Data listing »
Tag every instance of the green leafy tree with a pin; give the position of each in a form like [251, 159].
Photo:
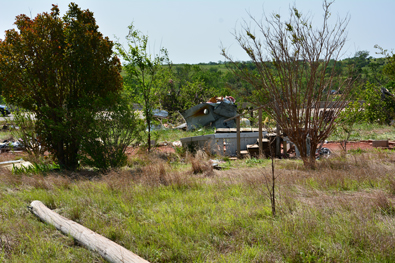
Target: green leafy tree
[144, 74]
[58, 68]
[106, 139]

Aim »
Write out every line of the listing above as a JSON list of strings, one string per line, with blank lines dropped. Leave the pictures out.

Task result »
[
  "Tag every instance of the green leafy tree with a pin; give the position of each in a form like [251, 159].",
  "Photo:",
  "Target: green leafy tree",
  "[144, 74]",
  "[58, 68]",
  "[106, 139]"
]